Start of EXERCISE PASSAGE
Vermes (/fr/) is a former municipality in the district of Delémont in the canton of Jura in Switzerland. The municipalities of Montsevelier, Vermes and Vicques merged on 1 January 2013 into the new municipality of Val Terbi.

==History==
Very little is known about the early centuries of Vermes. The village is first mentioned in 769 by the name of Verteme, supposedly derived from the Gaulish word vertima, meaning mountain top. It is again mentioned in 866 as Vertima and in 1308 as Vermunt.
End of EXERCISE PASSAGE
Start of RECORDS PROVIDED
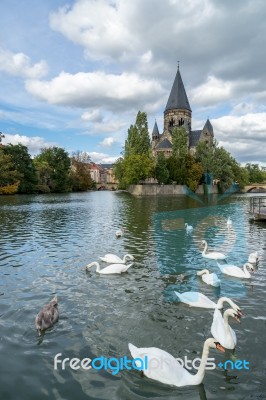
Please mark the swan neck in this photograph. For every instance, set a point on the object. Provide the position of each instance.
(246, 271)
(205, 248)
(96, 264)
(204, 358)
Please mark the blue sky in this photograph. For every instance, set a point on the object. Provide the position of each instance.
(75, 73)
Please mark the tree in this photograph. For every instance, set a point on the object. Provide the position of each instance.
(8, 173)
(55, 162)
(161, 171)
(80, 172)
(23, 164)
(138, 140)
(132, 169)
(180, 143)
(256, 174)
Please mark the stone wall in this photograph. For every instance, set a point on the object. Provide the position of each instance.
(166, 190)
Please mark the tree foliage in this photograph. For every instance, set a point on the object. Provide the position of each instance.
(161, 172)
(53, 165)
(138, 140)
(80, 172)
(23, 165)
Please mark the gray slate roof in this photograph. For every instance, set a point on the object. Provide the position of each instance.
(155, 131)
(194, 138)
(178, 97)
(164, 144)
(208, 126)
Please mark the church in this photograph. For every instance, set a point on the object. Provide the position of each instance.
(178, 113)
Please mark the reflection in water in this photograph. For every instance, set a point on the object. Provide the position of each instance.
(45, 244)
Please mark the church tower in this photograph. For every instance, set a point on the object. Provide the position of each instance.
(177, 111)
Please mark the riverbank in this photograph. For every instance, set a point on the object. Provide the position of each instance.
(168, 190)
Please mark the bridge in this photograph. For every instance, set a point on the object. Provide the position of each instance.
(255, 188)
(106, 186)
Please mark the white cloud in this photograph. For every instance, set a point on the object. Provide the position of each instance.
(34, 143)
(19, 64)
(102, 158)
(96, 89)
(92, 116)
(107, 142)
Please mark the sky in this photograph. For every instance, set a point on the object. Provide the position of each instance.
(74, 74)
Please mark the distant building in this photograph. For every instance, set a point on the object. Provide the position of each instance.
(102, 173)
(178, 113)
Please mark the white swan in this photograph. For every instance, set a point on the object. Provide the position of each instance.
(119, 232)
(229, 223)
(222, 331)
(168, 370)
(111, 269)
(233, 270)
(211, 279)
(189, 228)
(196, 299)
(214, 255)
(254, 258)
(47, 316)
(112, 258)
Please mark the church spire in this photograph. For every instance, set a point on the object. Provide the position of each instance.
(178, 97)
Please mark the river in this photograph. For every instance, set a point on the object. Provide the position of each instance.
(47, 240)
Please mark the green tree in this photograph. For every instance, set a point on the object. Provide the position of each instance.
(161, 171)
(23, 164)
(56, 163)
(80, 172)
(256, 174)
(132, 169)
(138, 140)
(8, 173)
(180, 143)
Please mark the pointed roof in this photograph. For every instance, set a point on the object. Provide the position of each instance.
(164, 144)
(208, 127)
(155, 131)
(178, 97)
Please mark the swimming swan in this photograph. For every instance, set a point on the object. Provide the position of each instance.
(254, 257)
(211, 279)
(222, 331)
(189, 228)
(233, 270)
(47, 316)
(112, 258)
(214, 255)
(196, 299)
(119, 233)
(111, 269)
(229, 223)
(169, 370)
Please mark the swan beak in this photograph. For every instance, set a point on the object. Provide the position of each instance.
(220, 347)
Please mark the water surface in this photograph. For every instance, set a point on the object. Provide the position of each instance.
(45, 243)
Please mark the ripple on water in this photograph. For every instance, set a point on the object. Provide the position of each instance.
(50, 239)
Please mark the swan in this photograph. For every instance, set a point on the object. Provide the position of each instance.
(229, 223)
(166, 369)
(254, 258)
(196, 299)
(214, 255)
(111, 269)
(119, 232)
(233, 270)
(112, 258)
(221, 329)
(210, 279)
(189, 228)
(47, 316)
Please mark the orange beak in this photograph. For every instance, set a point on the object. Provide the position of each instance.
(220, 347)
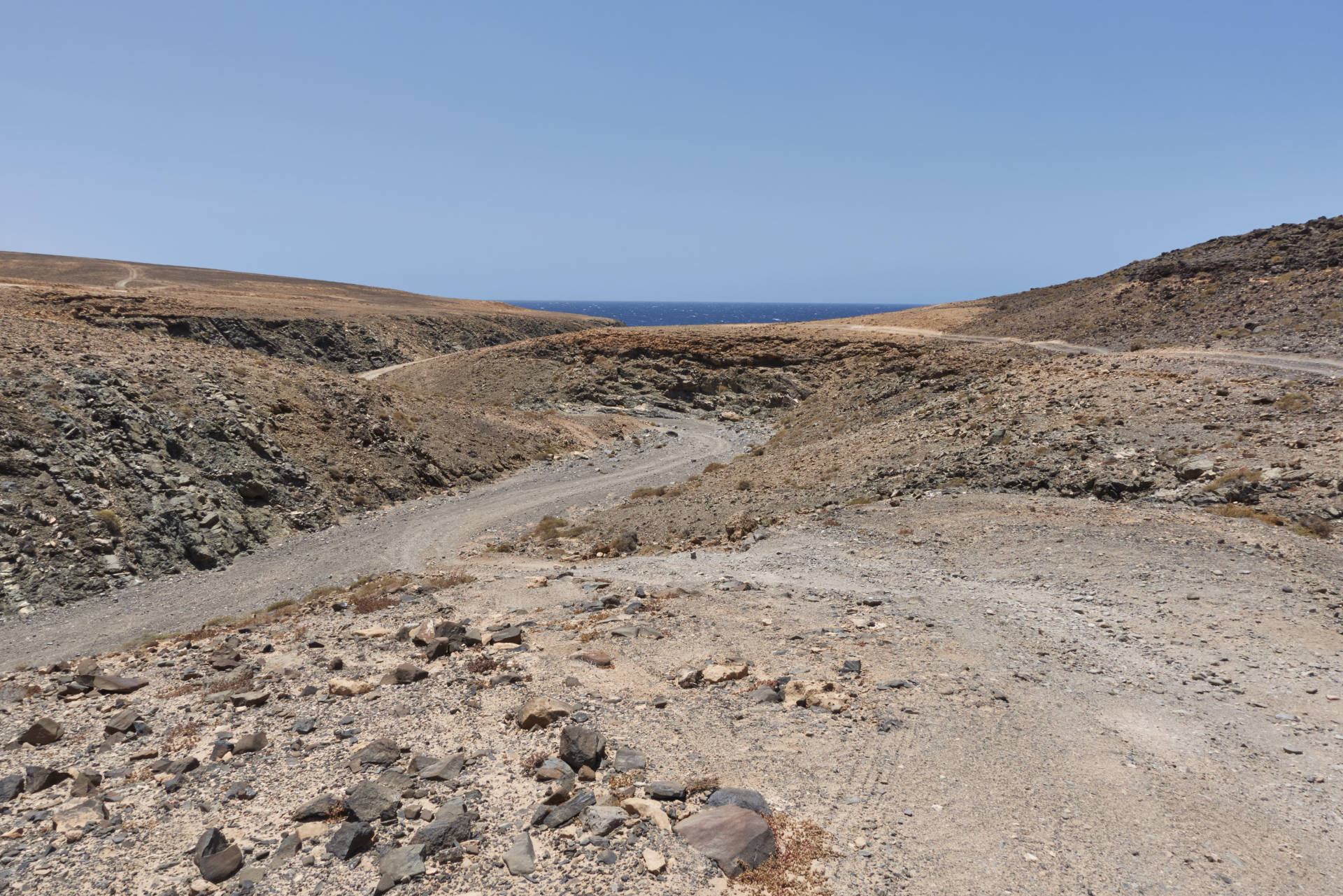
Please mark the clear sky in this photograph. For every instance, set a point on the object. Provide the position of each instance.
(727, 151)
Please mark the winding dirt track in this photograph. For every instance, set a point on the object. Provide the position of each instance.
(408, 536)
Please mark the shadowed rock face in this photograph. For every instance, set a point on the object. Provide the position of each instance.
(735, 839)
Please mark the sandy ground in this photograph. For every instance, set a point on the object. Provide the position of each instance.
(411, 536)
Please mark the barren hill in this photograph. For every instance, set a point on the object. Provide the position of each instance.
(341, 327)
(1271, 289)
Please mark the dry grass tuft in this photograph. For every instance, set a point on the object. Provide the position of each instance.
(790, 872)
(1244, 512)
(1242, 474)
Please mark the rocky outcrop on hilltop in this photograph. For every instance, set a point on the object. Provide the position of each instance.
(1275, 289)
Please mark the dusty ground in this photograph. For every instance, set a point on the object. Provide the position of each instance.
(1077, 697)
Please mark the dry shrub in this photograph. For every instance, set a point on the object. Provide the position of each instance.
(790, 872)
(649, 493)
(1244, 512)
(176, 691)
(452, 578)
(180, 737)
(372, 604)
(553, 527)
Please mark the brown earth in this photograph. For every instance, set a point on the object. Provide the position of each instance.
(1276, 289)
(1068, 621)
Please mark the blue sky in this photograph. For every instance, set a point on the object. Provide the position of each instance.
(738, 151)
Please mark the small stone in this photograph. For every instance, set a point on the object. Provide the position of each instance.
(350, 840)
(520, 858)
(627, 760)
(735, 839)
(38, 778)
(43, 731)
(250, 744)
(540, 712)
(582, 746)
(719, 674)
(592, 657)
(115, 684)
(348, 687)
(739, 797)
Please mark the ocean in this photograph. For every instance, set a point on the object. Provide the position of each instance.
(685, 313)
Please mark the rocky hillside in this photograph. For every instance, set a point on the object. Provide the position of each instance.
(1271, 289)
(857, 418)
(127, 453)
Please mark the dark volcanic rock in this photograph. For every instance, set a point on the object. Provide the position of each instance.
(735, 839)
(582, 746)
(43, 731)
(350, 840)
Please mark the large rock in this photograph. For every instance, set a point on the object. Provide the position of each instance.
(379, 753)
(350, 840)
(401, 865)
(122, 722)
(520, 858)
(369, 801)
(215, 858)
(446, 830)
(582, 746)
(735, 839)
(738, 797)
(540, 712)
(43, 731)
(77, 813)
(403, 675)
(38, 778)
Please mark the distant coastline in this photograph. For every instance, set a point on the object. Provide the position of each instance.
(687, 313)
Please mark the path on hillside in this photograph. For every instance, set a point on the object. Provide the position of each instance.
(408, 536)
(1298, 364)
(134, 273)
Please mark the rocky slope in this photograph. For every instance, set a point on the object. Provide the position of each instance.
(861, 417)
(129, 455)
(1271, 289)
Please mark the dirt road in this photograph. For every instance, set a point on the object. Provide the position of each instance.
(410, 536)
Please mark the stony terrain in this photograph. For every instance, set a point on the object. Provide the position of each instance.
(1276, 289)
(995, 692)
(858, 417)
(778, 610)
(134, 452)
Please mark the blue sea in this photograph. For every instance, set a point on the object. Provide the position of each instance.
(685, 313)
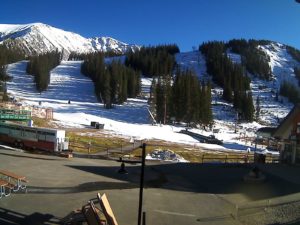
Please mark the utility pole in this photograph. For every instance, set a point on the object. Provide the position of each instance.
(142, 184)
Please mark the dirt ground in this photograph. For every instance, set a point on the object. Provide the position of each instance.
(174, 193)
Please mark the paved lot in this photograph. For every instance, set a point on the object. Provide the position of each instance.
(174, 193)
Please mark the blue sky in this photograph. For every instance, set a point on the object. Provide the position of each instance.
(187, 23)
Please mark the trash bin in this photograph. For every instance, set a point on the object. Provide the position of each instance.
(259, 158)
(99, 126)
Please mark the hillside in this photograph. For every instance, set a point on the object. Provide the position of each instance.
(39, 38)
(132, 119)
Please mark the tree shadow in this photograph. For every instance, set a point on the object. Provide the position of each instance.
(201, 178)
(9, 217)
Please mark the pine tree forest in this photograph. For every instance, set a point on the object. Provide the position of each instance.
(40, 67)
(114, 83)
(153, 61)
(231, 77)
(7, 56)
(187, 100)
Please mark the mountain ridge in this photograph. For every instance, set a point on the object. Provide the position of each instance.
(38, 38)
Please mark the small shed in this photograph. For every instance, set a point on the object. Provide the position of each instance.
(288, 135)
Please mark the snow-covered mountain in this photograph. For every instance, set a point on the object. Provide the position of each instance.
(40, 38)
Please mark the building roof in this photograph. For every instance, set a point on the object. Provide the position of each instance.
(287, 121)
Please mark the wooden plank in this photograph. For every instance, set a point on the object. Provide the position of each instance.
(13, 175)
(108, 213)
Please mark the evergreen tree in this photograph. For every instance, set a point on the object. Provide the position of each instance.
(257, 112)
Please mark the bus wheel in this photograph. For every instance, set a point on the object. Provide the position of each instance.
(21, 145)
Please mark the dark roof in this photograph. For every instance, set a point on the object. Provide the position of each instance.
(269, 130)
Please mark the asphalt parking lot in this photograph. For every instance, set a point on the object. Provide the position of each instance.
(174, 193)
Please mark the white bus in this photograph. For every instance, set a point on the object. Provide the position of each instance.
(33, 137)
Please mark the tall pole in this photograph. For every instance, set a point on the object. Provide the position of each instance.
(142, 184)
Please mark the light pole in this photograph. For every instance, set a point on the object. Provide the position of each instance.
(142, 184)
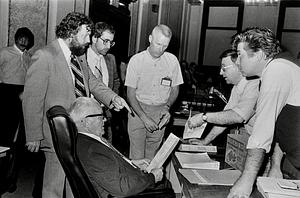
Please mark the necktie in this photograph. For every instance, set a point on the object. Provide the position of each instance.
(79, 83)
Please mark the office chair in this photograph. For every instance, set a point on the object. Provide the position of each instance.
(64, 137)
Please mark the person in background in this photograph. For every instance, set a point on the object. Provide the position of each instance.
(278, 106)
(104, 65)
(57, 76)
(14, 62)
(152, 79)
(240, 108)
(110, 172)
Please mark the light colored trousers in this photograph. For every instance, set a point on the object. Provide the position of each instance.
(55, 180)
(144, 144)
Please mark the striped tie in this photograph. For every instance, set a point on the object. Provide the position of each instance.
(79, 83)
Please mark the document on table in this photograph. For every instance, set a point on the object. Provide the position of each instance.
(274, 187)
(211, 177)
(196, 161)
(197, 148)
(163, 152)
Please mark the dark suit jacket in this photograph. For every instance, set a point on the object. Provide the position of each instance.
(108, 171)
(49, 82)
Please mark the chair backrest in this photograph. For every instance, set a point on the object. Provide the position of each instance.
(64, 137)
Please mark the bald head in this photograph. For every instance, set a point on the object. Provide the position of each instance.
(162, 29)
(159, 40)
(87, 115)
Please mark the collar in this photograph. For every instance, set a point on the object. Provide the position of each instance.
(15, 46)
(66, 50)
(241, 85)
(151, 57)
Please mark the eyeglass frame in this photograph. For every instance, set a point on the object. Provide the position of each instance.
(94, 115)
(223, 69)
(106, 41)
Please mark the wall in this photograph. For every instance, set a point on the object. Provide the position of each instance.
(40, 16)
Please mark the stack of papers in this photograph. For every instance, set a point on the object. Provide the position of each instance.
(197, 148)
(211, 177)
(196, 161)
(163, 153)
(278, 188)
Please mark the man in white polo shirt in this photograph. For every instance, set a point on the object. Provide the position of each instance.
(153, 78)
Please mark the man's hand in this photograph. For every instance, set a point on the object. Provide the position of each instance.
(119, 103)
(33, 146)
(141, 164)
(195, 121)
(158, 174)
(150, 125)
(164, 119)
(241, 189)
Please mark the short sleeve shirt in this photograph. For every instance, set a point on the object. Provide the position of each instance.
(149, 76)
(280, 85)
(243, 100)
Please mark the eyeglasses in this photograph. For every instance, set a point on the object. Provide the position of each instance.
(224, 68)
(94, 115)
(107, 41)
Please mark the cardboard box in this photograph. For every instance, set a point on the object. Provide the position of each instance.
(236, 151)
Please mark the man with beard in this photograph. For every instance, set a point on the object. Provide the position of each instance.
(57, 76)
(104, 65)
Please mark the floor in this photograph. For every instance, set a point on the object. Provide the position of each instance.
(29, 163)
(27, 172)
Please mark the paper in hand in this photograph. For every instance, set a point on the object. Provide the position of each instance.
(193, 133)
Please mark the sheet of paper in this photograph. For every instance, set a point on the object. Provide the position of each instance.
(164, 152)
(196, 161)
(193, 133)
(211, 177)
(270, 185)
(197, 148)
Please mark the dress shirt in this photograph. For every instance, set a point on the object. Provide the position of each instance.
(280, 85)
(106, 143)
(145, 73)
(67, 54)
(98, 65)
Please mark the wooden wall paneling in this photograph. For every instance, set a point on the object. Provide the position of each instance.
(171, 15)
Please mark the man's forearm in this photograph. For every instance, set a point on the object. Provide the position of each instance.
(215, 131)
(253, 163)
(225, 117)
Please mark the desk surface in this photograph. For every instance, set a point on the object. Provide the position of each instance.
(203, 191)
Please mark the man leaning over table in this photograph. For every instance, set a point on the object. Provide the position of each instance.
(240, 107)
(57, 76)
(153, 78)
(278, 106)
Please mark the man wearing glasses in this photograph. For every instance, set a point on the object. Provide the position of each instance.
(241, 105)
(111, 173)
(103, 65)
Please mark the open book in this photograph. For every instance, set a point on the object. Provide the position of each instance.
(163, 152)
(211, 177)
(196, 161)
(275, 188)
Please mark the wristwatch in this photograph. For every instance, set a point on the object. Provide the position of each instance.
(204, 117)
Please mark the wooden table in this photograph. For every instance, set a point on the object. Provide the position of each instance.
(202, 191)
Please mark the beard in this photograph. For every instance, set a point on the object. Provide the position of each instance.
(78, 49)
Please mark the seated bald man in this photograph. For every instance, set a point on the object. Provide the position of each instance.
(109, 171)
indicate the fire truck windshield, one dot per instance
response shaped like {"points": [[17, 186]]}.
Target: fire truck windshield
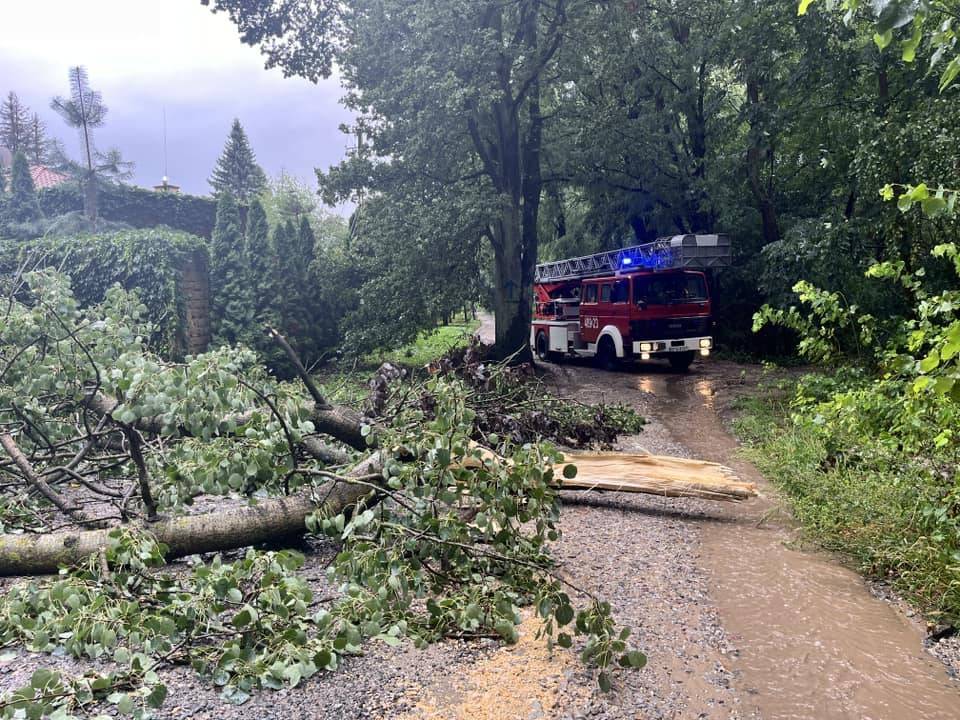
End of RECORDS PROVIDED
(EXERCISE OBJECTIVE)
Please state the year in which, according to the Vermes passage, the village was first mentioned.

(ANSWER TO THIS PROBLEM)
769